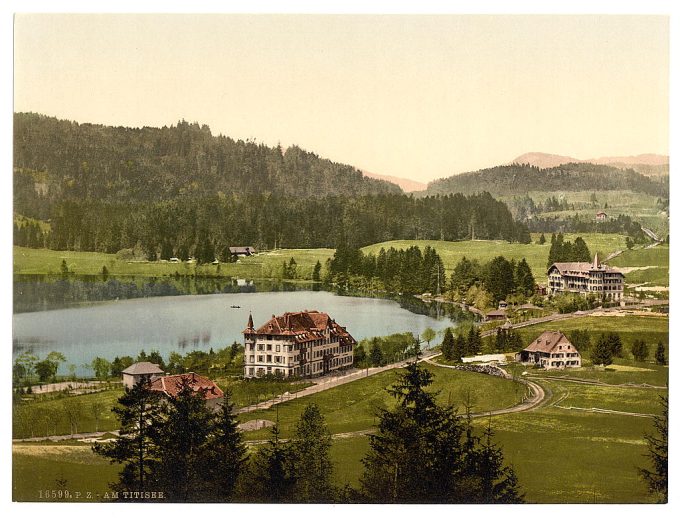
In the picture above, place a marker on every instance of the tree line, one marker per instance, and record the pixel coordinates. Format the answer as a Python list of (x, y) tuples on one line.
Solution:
[(562, 251), (407, 270), (421, 452), (518, 179), (485, 284), (578, 223), (59, 159), (205, 228)]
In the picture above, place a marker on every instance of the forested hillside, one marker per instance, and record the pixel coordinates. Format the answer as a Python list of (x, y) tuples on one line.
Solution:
[(56, 160), (182, 192), (521, 178), (205, 227)]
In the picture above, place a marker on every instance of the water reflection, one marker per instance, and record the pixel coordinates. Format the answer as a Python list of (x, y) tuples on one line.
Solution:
[(45, 292)]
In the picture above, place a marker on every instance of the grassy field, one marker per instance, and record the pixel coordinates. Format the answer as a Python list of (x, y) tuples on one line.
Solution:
[(49, 417), (568, 456), (641, 207), (353, 406), (268, 264), (263, 265), (250, 392), (536, 255), (37, 467)]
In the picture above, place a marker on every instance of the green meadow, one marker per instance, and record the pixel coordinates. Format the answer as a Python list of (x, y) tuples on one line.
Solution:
[(641, 207), (536, 255), (353, 406), (264, 265), (268, 264), (44, 467)]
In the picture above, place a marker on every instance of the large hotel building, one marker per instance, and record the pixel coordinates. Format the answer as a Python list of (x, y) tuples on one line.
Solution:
[(586, 278), (301, 344)]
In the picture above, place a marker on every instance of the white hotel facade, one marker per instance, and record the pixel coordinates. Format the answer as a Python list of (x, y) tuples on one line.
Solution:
[(300, 344)]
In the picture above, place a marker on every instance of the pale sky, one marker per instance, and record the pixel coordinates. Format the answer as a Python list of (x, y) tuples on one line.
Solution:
[(415, 96)]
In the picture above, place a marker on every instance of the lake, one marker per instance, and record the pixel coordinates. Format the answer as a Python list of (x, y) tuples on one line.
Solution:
[(188, 322)]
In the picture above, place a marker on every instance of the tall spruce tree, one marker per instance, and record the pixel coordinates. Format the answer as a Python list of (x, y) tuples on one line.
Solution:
[(602, 353), (311, 463), (497, 482), (272, 478), (226, 454), (416, 451), (657, 446), (448, 344), (660, 354), (459, 348), (422, 452), (182, 453), (136, 447)]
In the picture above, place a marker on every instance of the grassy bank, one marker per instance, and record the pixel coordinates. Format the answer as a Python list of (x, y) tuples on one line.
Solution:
[(264, 265), (536, 255), (353, 406), (268, 264)]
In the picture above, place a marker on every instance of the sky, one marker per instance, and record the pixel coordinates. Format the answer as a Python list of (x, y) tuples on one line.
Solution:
[(414, 96)]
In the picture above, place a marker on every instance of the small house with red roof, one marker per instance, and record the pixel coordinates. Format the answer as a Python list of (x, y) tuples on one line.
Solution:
[(551, 350), (171, 385), (303, 343)]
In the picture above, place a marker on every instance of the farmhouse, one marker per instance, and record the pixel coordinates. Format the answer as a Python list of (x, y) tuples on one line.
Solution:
[(171, 385), (242, 251), (551, 350), (585, 278), (304, 343), (137, 371), (496, 314)]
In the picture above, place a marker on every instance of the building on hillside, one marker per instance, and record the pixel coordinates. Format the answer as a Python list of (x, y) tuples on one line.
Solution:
[(140, 370), (496, 314), (242, 251), (304, 343), (171, 385), (551, 350), (585, 278)]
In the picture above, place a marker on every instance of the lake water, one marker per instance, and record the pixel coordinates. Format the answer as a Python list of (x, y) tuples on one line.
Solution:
[(185, 323)]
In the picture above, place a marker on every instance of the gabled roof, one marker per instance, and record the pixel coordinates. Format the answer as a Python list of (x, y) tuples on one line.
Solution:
[(548, 341), (141, 368), (303, 326), (581, 268), (170, 385)]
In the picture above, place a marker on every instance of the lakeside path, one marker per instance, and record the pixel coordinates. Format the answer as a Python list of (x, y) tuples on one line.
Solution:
[(321, 384)]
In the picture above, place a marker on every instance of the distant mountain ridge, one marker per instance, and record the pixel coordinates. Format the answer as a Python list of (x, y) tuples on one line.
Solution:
[(405, 184), (56, 160), (649, 164), (519, 178)]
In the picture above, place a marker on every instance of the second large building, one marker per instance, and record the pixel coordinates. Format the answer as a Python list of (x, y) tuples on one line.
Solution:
[(300, 344)]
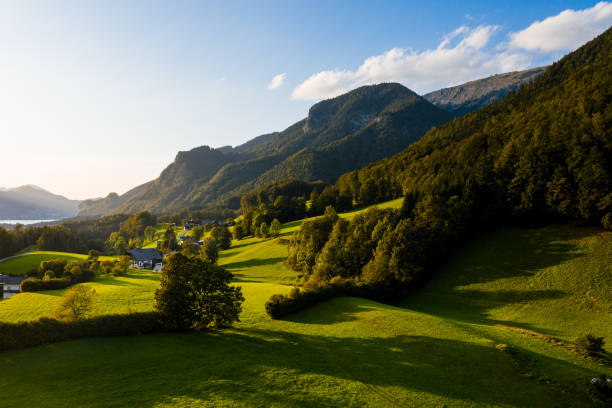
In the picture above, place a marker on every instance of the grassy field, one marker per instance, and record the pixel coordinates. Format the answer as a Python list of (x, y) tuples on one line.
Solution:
[(443, 346), (21, 264)]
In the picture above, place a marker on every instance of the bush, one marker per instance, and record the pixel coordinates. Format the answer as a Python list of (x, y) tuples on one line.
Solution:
[(48, 275), (196, 294), (77, 302), (590, 345), (46, 330), (600, 390)]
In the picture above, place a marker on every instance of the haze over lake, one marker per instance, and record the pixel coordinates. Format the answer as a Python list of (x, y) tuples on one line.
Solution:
[(24, 222)]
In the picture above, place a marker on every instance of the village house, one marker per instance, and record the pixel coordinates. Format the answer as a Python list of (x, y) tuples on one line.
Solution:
[(9, 285), (146, 258)]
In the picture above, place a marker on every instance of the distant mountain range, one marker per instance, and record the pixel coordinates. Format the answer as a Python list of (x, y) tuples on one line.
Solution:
[(473, 95), (339, 135), (31, 202)]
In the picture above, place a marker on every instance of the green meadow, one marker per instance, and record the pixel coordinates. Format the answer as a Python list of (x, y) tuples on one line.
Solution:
[(454, 343), (21, 264)]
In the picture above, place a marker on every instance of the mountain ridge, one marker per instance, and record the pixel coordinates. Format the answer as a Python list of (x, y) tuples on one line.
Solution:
[(384, 118)]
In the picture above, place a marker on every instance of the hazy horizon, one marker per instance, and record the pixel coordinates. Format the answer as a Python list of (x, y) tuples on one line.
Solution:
[(100, 97)]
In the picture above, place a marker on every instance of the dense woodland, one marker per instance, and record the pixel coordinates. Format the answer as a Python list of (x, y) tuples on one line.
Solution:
[(543, 154)]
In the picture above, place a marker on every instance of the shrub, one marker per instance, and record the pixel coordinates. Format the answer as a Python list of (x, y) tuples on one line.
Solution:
[(590, 345), (46, 330), (77, 302), (600, 390), (209, 251), (107, 266), (195, 294), (57, 265), (32, 273)]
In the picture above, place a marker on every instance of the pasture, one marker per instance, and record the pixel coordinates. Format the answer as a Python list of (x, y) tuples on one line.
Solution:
[(456, 343)]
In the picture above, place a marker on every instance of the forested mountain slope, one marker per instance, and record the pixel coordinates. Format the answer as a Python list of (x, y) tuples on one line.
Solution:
[(544, 152), (339, 135)]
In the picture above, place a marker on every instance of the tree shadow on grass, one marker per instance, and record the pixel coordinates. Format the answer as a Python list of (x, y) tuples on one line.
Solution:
[(328, 312), (454, 291), (253, 262), (263, 367)]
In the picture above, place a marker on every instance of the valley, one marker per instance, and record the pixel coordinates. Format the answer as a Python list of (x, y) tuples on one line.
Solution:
[(446, 345)]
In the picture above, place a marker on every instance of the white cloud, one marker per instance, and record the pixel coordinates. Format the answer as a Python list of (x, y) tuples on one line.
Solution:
[(463, 55), (277, 81), (564, 32), (459, 57)]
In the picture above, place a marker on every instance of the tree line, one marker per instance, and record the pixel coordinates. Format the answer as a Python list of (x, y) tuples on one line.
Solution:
[(543, 154)]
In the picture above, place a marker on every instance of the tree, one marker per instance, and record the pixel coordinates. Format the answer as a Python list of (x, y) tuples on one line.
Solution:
[(209, 250), (195, 294), (197, 232), (275, 228), (264, 230), (149, 233), (6, 243), (122, 266), (134, 227), (238, 232), (591, 345), (120, 246), (77, 302), (223, 237), (93, 255), (169, 242)]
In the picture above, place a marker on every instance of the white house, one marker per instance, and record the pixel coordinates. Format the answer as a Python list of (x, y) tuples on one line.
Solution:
[(10, 285)]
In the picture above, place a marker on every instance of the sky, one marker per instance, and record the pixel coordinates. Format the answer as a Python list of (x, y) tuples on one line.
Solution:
[(99, 96)]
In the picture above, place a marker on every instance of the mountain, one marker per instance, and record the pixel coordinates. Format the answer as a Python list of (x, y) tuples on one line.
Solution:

What to do: Can you rewrite the listing above as a JSON list of strings, one per line, from its first line through the line containing "[(45, 292)]", with both ends included, blank lines dropped, and the picture left out?

Exercise result:
[
  "In the picture above, place a marker on every instance of the tree line, one marker per instance, and record the pixel coordinates. Format the answer as a Python list of (x, y) tuples on one line.",
  "Solution:",
  "[(562, 251), (407, 270), (421, 452), (518, 179), (485, 284), (578, 223), (59, 159), (205, 228)]",
  "In the picture above, place a marker on every instance of the forested hillside, one marker per instance, and record the pixel coordinates. Format the answer as a Python list of (x, y) tuples on one line.",
  "Solution:",
  "[(56, 160), (182, 192), (521, 178), (205, 227)]",
  "In the picture above, place a marker on every instance of the water reflection, one marker per instance, and record the pixel coordinates. Format the answer as a Python list of (x, y) tuples on one line.",
  "Solution:",
  "[(45, 292)]"
]